▶ OPDRACHT
Som alle uitdagende woorden op waarmee de kinderen volgens het tekstfragment kennismaken.

Het sprookje gaat over de macht van een Chinese keizer, over de hielenlikkerij van zijn opperlakei, over de schoonheid van de natuur die rijker is dan de welke keizerlijke weelde ook. En over een keukenmeisje dat geen geld heeft, maar wel de zang van de nachtegaal weet te vinden. Zij is het die de keizer laat proeven van de wereld buiten de paleismuren. Net als in ieder ander sprookje is er een moraal. Aan het slot van het verhaal ligt de keizer op sterven. Te midden van alle paleispracht is het de zang van het onooglijke bruine vogeltje dat maakt dat de dood week wordt en de keizer spaart. Als dank mag de nachtegaal vrij rondvliegen in het rijk. Hij zal vertellen over het wel en wee van de bevolking en de keizer zal hem aanhoren.
Kees van Kooten heeft de tekst van Andersen op speels binnenrijm gezet dat prachtig aansluit bij de springerige noten van Loevendie. Hij laat de kinderen kennismaken met uitdagende woorden als humbug, brokaat, diercipier en tandwieltjesartrose. Naast de orkestversie met de stem van Van Kooten is er een karaokeversie met de oorspronkelijke septetbezetting uit 1974.
Destijds werd Loevendies theatermuziek gecombineerd met L’histoire du soldat van Igor Stravinsky. Loevendie volgde diens instrumentatie uit praktische overwegingen, maar de combinatie van klarinet, fagot, trompet, trombone, viool, contrabas en slagwerk pakte verrassend goed uit. De zangpartij van de kleine nachtegaal wordt niet gespeeld door een fluit, zoals je zou verwachten, maar door Loevendies eigen instrument, de klarinet, die lager trilt, glijdt en lokroept. De mechanische nachtegaal, de ‘dagtegaal’, heeft de penetrantere klank van een gestopte trompet. Samen met de fagot, het klokkenspel, triangels en pizzicatonootjes van de strijkers blaast hij een ritmische meezingtune waar het volk en de hovelingen direct voor vallen.

▶ OVERZICHT RECORDS

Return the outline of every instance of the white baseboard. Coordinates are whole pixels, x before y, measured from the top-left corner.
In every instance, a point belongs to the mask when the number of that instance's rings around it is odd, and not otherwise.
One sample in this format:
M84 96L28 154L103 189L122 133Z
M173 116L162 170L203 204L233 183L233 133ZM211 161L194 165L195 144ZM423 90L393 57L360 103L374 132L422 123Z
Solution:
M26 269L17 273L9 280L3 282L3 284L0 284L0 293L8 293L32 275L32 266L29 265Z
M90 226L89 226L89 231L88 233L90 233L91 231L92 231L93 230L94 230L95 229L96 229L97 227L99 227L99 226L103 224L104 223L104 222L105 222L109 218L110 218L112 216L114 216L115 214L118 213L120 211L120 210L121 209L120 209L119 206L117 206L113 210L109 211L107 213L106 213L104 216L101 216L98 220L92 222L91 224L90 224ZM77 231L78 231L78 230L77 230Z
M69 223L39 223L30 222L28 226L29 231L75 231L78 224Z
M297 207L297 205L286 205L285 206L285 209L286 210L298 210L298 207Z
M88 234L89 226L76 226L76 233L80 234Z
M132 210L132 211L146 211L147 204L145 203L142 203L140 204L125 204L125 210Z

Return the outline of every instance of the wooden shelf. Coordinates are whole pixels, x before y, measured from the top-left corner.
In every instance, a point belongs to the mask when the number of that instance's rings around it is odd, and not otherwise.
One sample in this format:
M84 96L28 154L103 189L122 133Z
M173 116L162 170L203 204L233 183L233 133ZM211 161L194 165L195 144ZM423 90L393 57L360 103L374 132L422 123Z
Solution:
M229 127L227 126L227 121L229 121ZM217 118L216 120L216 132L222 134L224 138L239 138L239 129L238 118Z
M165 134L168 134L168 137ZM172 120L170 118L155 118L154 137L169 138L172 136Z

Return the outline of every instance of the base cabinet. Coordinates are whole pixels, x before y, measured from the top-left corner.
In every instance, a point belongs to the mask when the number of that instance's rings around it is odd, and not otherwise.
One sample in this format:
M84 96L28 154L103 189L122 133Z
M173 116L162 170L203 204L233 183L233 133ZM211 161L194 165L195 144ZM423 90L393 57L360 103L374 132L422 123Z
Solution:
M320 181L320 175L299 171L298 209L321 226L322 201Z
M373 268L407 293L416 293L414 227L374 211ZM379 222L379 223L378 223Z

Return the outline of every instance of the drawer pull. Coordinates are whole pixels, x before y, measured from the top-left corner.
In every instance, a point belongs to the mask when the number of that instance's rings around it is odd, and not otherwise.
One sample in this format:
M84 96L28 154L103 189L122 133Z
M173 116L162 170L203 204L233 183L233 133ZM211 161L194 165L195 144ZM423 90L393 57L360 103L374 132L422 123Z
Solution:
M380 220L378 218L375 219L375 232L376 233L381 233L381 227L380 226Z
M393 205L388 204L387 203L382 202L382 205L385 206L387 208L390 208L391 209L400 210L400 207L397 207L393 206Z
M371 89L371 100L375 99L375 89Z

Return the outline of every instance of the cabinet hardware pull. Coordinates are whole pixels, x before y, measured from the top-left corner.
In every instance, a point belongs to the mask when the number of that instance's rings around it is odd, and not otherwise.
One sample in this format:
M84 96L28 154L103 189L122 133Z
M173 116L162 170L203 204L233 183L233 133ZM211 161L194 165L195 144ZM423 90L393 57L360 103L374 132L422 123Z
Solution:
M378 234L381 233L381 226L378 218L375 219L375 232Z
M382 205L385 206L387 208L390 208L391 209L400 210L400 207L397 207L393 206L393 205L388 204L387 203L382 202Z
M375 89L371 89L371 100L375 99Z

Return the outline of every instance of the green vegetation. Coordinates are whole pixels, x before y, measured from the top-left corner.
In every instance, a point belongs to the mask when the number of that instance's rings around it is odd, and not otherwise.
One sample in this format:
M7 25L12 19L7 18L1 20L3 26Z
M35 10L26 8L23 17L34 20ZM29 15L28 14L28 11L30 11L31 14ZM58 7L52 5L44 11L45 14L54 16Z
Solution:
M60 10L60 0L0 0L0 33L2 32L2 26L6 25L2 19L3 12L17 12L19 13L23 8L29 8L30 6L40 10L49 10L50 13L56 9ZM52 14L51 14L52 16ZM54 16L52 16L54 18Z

▶ RESULTAAT
De uitdagende woorden zijn humbug, brokaat, diercipier en tandwieltjesartrose.